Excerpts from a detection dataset
__________________________________________________
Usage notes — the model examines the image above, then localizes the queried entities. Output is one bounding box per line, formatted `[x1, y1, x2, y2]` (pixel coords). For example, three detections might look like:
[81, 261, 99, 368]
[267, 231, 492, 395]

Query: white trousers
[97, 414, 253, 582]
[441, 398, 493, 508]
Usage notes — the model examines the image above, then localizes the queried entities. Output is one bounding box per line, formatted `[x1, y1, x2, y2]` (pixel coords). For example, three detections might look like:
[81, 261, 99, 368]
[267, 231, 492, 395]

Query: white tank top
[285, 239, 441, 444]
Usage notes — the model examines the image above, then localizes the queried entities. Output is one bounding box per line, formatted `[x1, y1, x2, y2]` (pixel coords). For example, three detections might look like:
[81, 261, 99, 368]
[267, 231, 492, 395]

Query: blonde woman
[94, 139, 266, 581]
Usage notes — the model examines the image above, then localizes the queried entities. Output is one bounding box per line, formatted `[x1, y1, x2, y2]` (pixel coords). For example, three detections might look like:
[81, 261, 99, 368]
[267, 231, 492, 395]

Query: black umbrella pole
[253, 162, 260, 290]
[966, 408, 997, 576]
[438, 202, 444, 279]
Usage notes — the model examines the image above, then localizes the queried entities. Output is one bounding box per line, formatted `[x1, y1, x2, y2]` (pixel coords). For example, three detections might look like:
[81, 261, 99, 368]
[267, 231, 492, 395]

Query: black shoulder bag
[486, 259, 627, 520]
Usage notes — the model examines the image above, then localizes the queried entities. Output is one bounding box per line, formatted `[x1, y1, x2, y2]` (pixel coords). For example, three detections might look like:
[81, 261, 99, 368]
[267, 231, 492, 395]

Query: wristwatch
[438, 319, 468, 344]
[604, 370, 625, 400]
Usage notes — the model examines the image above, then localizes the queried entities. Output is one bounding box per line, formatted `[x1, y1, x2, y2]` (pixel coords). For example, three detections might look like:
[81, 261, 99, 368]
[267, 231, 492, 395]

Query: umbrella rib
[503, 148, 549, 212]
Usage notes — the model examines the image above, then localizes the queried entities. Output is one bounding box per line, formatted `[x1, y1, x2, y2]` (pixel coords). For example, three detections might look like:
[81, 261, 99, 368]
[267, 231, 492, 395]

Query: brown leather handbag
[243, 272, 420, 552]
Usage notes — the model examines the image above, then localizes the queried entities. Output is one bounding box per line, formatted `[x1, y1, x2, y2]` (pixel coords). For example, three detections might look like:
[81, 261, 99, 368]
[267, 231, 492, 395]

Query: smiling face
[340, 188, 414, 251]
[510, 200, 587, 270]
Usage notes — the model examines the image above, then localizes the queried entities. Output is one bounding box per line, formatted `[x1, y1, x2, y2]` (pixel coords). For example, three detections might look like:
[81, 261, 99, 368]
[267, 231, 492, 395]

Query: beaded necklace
__________________________________________________
Problem to work on =
Render every line of the records above as a JSON list of strings, with one string per line and no entries for blank lines.

Final result =
[
  "Usage notes — the model examines the image above, then localizes the queried entities. Output is one bounding box per line, formatted `[x1, y1, x2, y2]` (pixel coords). For example, three detections might look like:",
  "[81, 261, 99, 368]",
  "[267, 231, 492, 395]",
  "Query: white trousers",
  "[97, 414, 253, 582]",
  "[441, 398, 493, 508]",
  "Usage notes — the model examines the image above, then localizes the queried entities. Output is one bounding box per line, formatted `[x1, y1, x2, y2]` (pixel coords). For example, three detections might look like:",
  "[81, 261, 99, 368]",
  "[267, 231, 492, 395]",
  "Query: white tank top",
  "[285, 239, 441, 444]",
  "Usage notes — the model examines the image above, then localizes the queried entities. Output is one bounding box per line, formatted `[x1, y1, x2, y2]` (pixel coords). For example, three detections might look like:",
  "[81, 261, 99, 368]",
  "[267, 231, 492, 395]",
  "Query: blonde woman",
  "[94, 139, 266, 581]",
  "Usage notes — the model examines the image above, then localizes the queried entities. Output is one bounding box per line, formatted `[x1, y1, x2, y2]` (pixel coords). For example, three detections might look like:",
  "[81, 261, 99, 368]",
  "[267, 231, 492, 395]",
  "Query: black umbrella pole",
  "[253, 162, 260, 290]",
  "[966, 408, 997, 576]",
  "[438, 202, 444, 279]",
  "Usage notes — the model examines the image above, then localizes the queried entities. Output is one bounding box per line, formatted `[x1, y1, x2, y2]` (pixel coords). For example, three detections might look like:",
  "[81, 261, 99, 368]",
  "[267, 231, 492, 395]",
  "Query: black shoulder bag",
  "[486, 259, 627, 520]",
  "Usage notes — the model examines the image above, then localizes the queried entities. Output is one bounding box per line, formatted `[x1, y1, x2, y2]` (pixel coords). For example, three detections might look like:",
  "[81, 261, 99, 368]",
  "[267, 231, 492, 395]",
  "Query: wristwatch",
  "[438, 319, 468, 344]",
  "[604, 370, 625, 400]",
  "Usage notes — the model examines the image above, then localizes the queried entities. Output is one bounding box per line, formatted `[x1, y1, x2, y2]` (pixel coords). For example, three detections might look like:",
  "[81, 261, 99, 368]",
  "[267, 231, 492, 395]",
  "Query: umbrella rib",
  "[503, 148, 549, 212]",
  "Usage notes — the model examines the image above, then localizes the queried entities. Output is one bounding box per line, formatted `[x1, y1, x2, y2]` (pixel coords). For example, three detections might look like:",
  "[81, 261, 99, 368]",
  "[267, 231, 492, 395]",
  "Query: brown leather handbag",
  "[243, 272, 420, 552]",
  "Usage notes — the model examines the image above, then localizes the queried entities. Output is one bounding box per line, formatted `[x1, y1, x2, y2]` (pixel coords). For example, three detections might look like:",
  "[81, 261, 99, 368]",
  "[267, 231, 492, 395]",
  "Query: smiling face",
  "[340, 188, 414, 251]",
  "[510, 200, 587, 270]",
  "Usage notes — the model examines the image above, then localizes the queried entities. Output is one bounding box per line, formatted `[x1, y1, x2, y2]` (pixel coords). For example, three detections might look like:",
  "[81, 261, 99, 368]",
  "[267, 231, 492, 395]",
  "Query: beaded necklace"
]